··· Records for this exercise ···

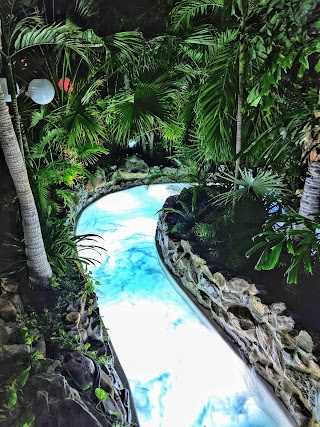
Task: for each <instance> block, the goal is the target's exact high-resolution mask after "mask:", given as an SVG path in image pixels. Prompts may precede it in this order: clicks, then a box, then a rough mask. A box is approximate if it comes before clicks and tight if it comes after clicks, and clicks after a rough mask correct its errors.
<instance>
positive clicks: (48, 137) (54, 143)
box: [30, 128, 65, 160]
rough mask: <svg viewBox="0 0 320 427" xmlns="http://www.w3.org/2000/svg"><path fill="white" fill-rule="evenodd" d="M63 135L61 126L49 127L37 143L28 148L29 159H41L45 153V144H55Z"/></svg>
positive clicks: (63, 133) (46, 144)
mask: <svg viewBox="0 0 320 427" xmlns="http://www.w3.org/2000/svg"><path fill="white" fill-rule="evenodd" d="M64 136H65V131H64V129H61V128H55V129H51V130H50V131H49V132H47V133H46V134H45V135H44V136H43V137H42V138H41V140H40V141H39V142H38V143H35V144H33V145H32V146H31V148H30V159H31V160H36V159H42V158H44V157H45V156H46V155H47V153H46V151H47V150H45V147H46V146H47V145H49V146H55V145H56V144H57V142H58V141H60V140H61V138H62V137H64Z"/></svg>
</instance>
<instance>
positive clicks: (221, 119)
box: [196, 31, 237, 162]
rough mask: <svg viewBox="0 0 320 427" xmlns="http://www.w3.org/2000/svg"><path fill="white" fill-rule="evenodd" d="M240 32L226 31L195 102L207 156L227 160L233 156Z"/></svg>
mask: <svg viewBox="0 0 320 427" xmlns="http://www.w3.org/2000/svg"><path fill="white" fill-rule="evenodd" d="M236 37H237V32H231V31H230V32H229V31H228V32H226V33H225V34H224V35H223V36H222V37H221V38H220V43H218V44H217V46H216V48H215V52H214V54H213V55H212V62H211V66H209V67H208V69H207V74H206V76H205V77H204V79H203V82H202V84H201V87H200V91H199V98H198V102H197V105H196V122H197V123H198V134H199V136H200V137H201V138H202V139H203V150H204V153H205V156H206V157H207V158H208V159H213V160H215V161H219V162H221V161H226V160H231V158H232V148H231V147H232V144H231V141H232V127H233V123H234V117H235V110H236V99H237V94H236V92H235V89H234V88H235V87H237V82H236V80H235V78H236V75H237V73H236V71H235V69H234V67H235V55H236V45H235V44H234V43H232V42H233V41H234V40H235V39H236Z"/></svg>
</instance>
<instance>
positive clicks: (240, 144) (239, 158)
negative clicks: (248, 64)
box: [234, 43, 244, 178]
mask: <svg viewBox="0 0 320 427" xmlns="http://www.w3.org/2000/svg"><path fill="white" fill-rule="evenodd" d="M243 76H244V45H243V43H240V52H239V80H238V82H239V83H238V85H239V87H238V106H237V132H236V156H237V155H238V154H239V153H240V151H241V148H242V102H243ZM239 167H240V157H238V158H237V159H236V164H235V170H234V176H235V178H239V174H240V172H239Z"/></svg>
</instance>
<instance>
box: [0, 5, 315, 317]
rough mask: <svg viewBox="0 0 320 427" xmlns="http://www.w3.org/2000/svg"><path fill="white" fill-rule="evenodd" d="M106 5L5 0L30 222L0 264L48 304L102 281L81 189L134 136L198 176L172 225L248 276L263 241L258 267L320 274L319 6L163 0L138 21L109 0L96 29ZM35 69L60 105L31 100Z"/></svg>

···

* **Work to be completed**
Repeat, with no pictures, every line from the top of the entries above through the line that has "box: [30, 128, 65, 160]", keeping each one exact.

* **Answer box**
Task: for each <instance> block, the goal is the target's exact high-resolution mask after "mask:", given as an SVG path in image pixels. Prompts may precede it in this order: clicks, then a box, then a rough mask. A box is approximate if it comes before clicks and tight if it comes after clicks, and clicks after a rough mask correct its errors.
<instance>
positive clicks: (48, 137) (54, 143)
box: [30, 128, 65, 160]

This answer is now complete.